[Photo-based referring expression data]
++++
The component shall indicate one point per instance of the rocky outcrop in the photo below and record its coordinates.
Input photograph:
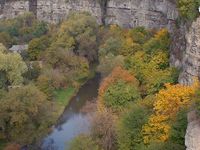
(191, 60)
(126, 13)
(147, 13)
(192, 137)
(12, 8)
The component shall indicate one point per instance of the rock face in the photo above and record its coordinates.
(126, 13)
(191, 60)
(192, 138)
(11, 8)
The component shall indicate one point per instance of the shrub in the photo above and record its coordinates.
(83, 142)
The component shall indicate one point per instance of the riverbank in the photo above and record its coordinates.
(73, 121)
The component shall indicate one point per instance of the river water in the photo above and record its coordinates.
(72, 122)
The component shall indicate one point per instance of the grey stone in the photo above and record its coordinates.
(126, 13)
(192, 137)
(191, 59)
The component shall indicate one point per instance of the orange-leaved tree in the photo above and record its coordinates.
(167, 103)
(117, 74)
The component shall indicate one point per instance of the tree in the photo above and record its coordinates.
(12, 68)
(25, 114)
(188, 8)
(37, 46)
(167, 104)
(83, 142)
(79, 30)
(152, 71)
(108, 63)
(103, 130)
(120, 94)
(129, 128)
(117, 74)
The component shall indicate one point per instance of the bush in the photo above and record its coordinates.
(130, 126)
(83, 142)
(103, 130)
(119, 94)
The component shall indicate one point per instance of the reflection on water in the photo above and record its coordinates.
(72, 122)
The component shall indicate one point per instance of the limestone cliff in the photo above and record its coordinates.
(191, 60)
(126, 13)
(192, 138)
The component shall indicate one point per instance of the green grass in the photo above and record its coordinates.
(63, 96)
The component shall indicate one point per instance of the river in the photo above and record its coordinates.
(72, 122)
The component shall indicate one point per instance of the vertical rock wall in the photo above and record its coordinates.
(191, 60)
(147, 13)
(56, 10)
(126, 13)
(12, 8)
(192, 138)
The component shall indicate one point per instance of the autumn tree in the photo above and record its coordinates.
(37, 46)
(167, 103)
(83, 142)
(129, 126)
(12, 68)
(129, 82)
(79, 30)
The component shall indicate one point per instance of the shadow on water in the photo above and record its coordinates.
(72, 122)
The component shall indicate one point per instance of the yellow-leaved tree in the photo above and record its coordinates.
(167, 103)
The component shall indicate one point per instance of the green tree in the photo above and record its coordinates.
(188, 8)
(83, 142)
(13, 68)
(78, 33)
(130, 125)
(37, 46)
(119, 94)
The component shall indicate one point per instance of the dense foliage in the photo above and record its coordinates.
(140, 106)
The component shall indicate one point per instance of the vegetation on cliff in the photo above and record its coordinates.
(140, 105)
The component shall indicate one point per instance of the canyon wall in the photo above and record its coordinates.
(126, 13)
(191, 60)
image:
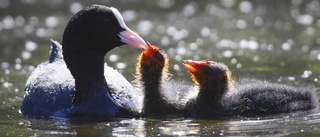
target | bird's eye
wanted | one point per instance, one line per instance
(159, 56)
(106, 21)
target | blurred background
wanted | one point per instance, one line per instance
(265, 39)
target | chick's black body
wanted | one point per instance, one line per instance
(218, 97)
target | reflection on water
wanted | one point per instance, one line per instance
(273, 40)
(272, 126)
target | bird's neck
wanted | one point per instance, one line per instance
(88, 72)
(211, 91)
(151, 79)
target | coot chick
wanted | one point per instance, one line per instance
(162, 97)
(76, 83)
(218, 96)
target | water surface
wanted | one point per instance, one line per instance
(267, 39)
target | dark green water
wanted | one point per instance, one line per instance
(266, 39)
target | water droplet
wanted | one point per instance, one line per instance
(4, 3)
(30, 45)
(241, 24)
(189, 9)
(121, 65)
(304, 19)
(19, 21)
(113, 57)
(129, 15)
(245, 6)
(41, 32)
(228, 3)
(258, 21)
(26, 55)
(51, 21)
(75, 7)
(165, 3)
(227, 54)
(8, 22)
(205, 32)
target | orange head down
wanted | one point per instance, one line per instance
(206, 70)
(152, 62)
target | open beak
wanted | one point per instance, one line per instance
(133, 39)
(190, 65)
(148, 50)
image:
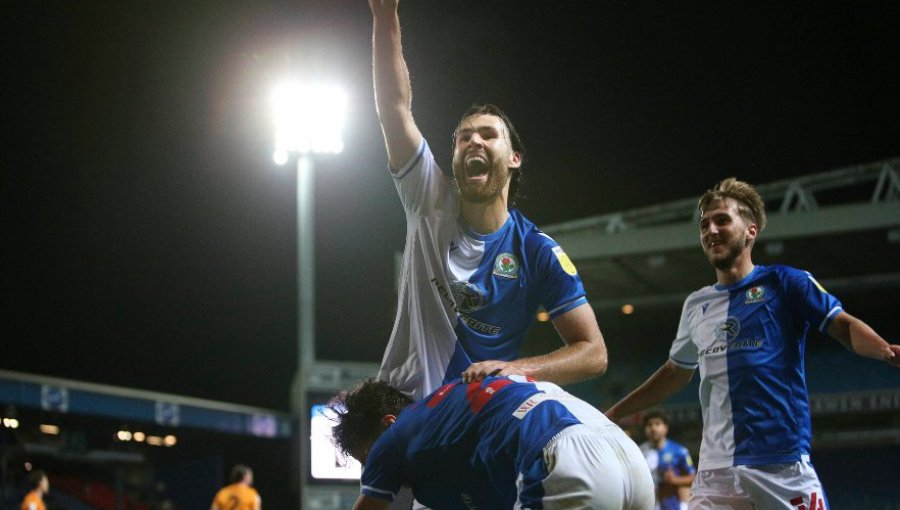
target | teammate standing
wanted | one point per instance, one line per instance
++++
YOUR TASK:
Show every line in the records above that contains the word "target".

ANSWER AREA:
target | bird's eye
target | blurred background
target | chick's black body
target | reflection on water
target | bird's neck
target | coot chick
target | water surface
target | dark green water
target | water droplet
target | orange head down
target | open beak
target | teammate standing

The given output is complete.